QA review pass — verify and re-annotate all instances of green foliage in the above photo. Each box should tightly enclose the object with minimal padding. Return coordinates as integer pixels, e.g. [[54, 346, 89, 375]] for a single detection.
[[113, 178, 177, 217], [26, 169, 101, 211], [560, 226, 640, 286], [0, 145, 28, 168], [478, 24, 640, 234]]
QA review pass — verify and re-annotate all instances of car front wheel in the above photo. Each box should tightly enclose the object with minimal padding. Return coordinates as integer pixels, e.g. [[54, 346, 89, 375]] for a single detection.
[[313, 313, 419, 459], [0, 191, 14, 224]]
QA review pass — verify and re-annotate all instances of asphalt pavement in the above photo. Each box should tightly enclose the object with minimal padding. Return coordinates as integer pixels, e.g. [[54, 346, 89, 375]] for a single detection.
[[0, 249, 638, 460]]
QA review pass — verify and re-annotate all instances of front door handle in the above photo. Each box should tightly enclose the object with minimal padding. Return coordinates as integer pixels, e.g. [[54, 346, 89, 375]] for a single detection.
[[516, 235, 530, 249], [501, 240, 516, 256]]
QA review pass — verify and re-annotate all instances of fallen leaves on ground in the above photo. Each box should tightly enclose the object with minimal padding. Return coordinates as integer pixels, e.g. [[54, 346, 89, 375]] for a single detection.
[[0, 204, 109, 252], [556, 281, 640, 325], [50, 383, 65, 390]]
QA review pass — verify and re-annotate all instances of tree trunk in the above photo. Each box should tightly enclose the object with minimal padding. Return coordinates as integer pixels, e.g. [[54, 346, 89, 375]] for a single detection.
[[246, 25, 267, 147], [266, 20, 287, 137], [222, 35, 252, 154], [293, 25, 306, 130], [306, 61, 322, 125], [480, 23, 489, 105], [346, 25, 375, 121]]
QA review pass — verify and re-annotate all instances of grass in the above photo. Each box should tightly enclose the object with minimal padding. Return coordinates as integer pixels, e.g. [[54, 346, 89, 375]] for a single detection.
◇ ◇ ◇ ◇
### Try it
An exact copy of the material above is needed.

### Result
QA review pass — verify and re-annotate all instances of green foliage in the above photo. Each box should tightly enclose the object with minimal padding. Return coordinates as integer pixels, e.g. [[54, 346, 89, 375]] for a single detection.
[[113, 178, 177, 217], [26, 169, 101, 211], [560, 226, 640, 286], [0, 145, 28, 168], [478, 24, 640, 234]]
QA review pass — verify and re-annotate all instances of car front wheel in the above photo. Each box should tightly enclose the object with minimal padding. Return coordinates as integer pixels, e.g. [[54, 346, 89, 375]] for a single detection.
[[313, 313, 419, 459], [0, 191, 14, 224]]
QA review pass — verify and re-annotate all instances of asphalt pavement in the above photo. Each box should tightly enclose the object with minimal padding. Return coordinates as integer pixels, e.g. [[54, 346, 89, 375]] for a single detection.
[[0, 249, 638, 460]]
QA review pass — verify and re-annotate all instances of front door handle in the above photo. Each box should tightly enclose the object with minimal padding. Return coordinates as integer pixels, e.g. [[54, 346, 89, 375]] for a single detection.
[[516, 235, 530, 249], [501, 240, 516, 256]]
QA review pass — verify and re-annotate all instances of fallen leaves on ground in the above photo. Each box should tightly enclose the object with minimal padding. Return coordinates as integer pixels, e.g. [[54, 346, 89, 375]] for a single detection.
[[0, 204, 109, 252], [556, 281, 640, 325], [50, 383, 65, 390]]
QA review pass — verify and re-annotate all instances of tree trunk in the above photo. Each box should tightly enclose the object with minimal padding. Return coordinates as integer pixels, e.g. [[54, 346, 89, 375]] for a single detection.
[[246, 25, 267, 147], [266, 20, 287, 137], [222, 35, 252, 154], [293, 25, 306, 130], [306, 61, 322, 125], [480, 23, 489, 105], [346, 25, 375, 121]]
QA review pass — verify and re-annotate all instances of grass in the above photo. Each box should tightly enclose the object with minimal padding. Return coordinates as integer pixels, e.g. [[54, 346, 89, 375]] for a single detection.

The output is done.